- [Task description]:
Rewrite these rows with "one pin per instance" swapped for "one point per object" everywhere it occurs, leaving everything else untouched.

- [Data section]:
- - -

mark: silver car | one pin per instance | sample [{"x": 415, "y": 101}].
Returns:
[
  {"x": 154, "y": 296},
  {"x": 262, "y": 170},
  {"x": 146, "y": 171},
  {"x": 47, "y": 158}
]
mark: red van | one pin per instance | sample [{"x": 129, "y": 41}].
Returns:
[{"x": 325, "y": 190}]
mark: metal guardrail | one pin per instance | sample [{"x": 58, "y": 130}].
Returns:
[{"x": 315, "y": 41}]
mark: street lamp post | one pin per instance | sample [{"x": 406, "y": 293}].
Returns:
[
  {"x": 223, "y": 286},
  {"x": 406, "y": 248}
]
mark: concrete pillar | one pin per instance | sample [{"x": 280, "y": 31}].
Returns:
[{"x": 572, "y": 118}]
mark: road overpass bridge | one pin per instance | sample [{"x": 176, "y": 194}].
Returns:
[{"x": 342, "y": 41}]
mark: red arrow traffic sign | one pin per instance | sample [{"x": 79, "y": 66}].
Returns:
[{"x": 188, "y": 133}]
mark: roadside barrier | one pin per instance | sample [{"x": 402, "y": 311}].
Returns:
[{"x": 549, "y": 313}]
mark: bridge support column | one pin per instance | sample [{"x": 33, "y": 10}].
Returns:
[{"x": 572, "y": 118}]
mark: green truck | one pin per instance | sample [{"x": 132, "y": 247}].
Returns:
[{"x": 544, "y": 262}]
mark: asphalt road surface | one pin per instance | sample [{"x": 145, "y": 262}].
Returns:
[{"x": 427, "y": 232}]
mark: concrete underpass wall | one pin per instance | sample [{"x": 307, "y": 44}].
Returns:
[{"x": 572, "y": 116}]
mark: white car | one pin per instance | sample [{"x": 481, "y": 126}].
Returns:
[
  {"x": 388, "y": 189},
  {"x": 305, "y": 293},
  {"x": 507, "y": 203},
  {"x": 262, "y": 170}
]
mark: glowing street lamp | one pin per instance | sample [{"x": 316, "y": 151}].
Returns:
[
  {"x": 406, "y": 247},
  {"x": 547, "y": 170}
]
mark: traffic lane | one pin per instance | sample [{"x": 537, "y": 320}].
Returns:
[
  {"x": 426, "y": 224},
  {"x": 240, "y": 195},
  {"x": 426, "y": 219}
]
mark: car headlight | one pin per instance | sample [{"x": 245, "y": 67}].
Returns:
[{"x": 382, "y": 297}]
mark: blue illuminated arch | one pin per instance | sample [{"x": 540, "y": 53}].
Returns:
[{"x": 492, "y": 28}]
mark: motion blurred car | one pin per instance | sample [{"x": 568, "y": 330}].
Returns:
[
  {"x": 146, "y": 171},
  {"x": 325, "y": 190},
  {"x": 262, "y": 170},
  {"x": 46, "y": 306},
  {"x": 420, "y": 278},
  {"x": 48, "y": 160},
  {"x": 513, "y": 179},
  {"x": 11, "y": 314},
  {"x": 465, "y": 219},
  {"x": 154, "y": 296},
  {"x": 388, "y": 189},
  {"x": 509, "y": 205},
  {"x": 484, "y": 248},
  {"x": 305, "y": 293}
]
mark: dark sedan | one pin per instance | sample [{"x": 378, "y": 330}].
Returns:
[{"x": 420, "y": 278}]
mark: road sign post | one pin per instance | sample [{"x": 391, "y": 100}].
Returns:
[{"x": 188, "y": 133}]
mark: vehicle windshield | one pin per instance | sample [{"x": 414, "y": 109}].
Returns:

- - -

- [Exercise solution]:
mark: silver car | one point per object | sample [{"x": 415, "y": 101}].
Returns:
[
  {"x": 154, "y": 296},
  {"x": 262, "y": 170},
  {"x": 146, "y": 171},
  {"x": 47, "y": 158}
]
mark: red van | one point per object | sample [{"x": 129, "y": 41}].
Returns:
[{"x": 325, "y": 190}]
mark: metal guardrail | one point per object | sample [{"x": 58, "y": 130}].
Returns:
[{"x": 315, "y": 41}]
mark: street lamp post | one point per object | sample [{"x": 406, "y": 293}].
Returns:
[
  {"x": 223, "y": 286},
  {"x": 406, "y": 248}
]
mark: concrete pillar | one point per object | sample [{"x": 280, "y": 31}].
Returns:
[{"x": 572, "y": 118}]
mark: road overpass bridge | one point per object | sample [{"x": 176, "y": 194}].
Returns:
[{"x": 342, "y": 41}]
mark: red arrow traffic sign | one point per object | sample [{"x": 79, "y": 66}].
Returns:
[{"x": 188, "y": 133}]
mark: roadside barrier | one point per object | sample [{"x": 402, "y": 311}].
Returns:
[{"x": 549, "y": 313}]
mark: bridge support column | one point per object | sample [{"x": 33, "y": 10}].
Returns:
[{"x": 572, "y": 118}]
mark: green truck | one point per object | sample [{"x": 132, "y": 247}].
Returns:
[{"x": 544, "y": 262}]
mark: asphalt road surface | one point per object | sample [{"x": 145, "y": 262}].
Returns:
[{"x": 427, "y": 232}]
mark: concrete underpass wall | one point per object | sample [{"x": 307, "y": 44}].
Returns:
[{"x": 572, "y": 116}]
mark: white car | one point per object | sample [{"x": 481, "y": 126}].
Returns:
[
  {"x": 388, "y": 189},
  {"x": 305, "y": 293},
  {"x": 507, "y": 203},
  {"x": 262, "y": 170}
]
mark: glowing street lamp | one point per object | sample [{"x": 316, "y": 151}].
Returns:
[
  {"x": 406, "y": 247},
  {"x": 547, "y": 170}
]
mark: traffic lane | one point per object | sample [{"x": 537, "y": 320}].
Returns:
[
  {"x": 426, "y": 224},
  {"x": 240, "y": 195},
  {"x": 426, "y": 219}
]
mark: car headlight | one point per object | sample [{"x": 245, "y": 67}].
Returns:
[{"x": 382, "y": 297}]
mark: blue illuminated arch | one point per object | sample [{"x": 540, "y": 53}].
Returns:
[{"x": 492, "y": 28}]
mark: motion blurred car | one point per object | sample [{"x": 568, "y": 330}].
Returns:
[
  {"x": 146, "y": 171},
  {"x": 325, "y": 190},
  {"x": 262, "y": 170},
  {"x": 46, "y": 306},
  {"x": 420, "y": 278},
  {"x": 48, "y": 160},
  {"x": 513, "y": 179},
  {"x": 11, "y": 314},
  {"x": 465, "y": 219},
  {"x": 154, "y": 296},
  {"x": 388, "y": 189},
  {"x": 509, "y": 205},
  {"x": 484, "y": 248},
  {"x": 305, "y": 293}
]
mark: dark sedan | one point per object | sample [{"x": 378, "y": 330}].
Returns:
[{"x": 420, "y": 278}]
mark: road sign post | one point per object | sample [{"x": 391, "y": 100}].
Returns:
[{"x": 188, "y": 133}]
mark: vehicle windshield | one point per object | sample [{"x": 414, "y": 109}].
Returns:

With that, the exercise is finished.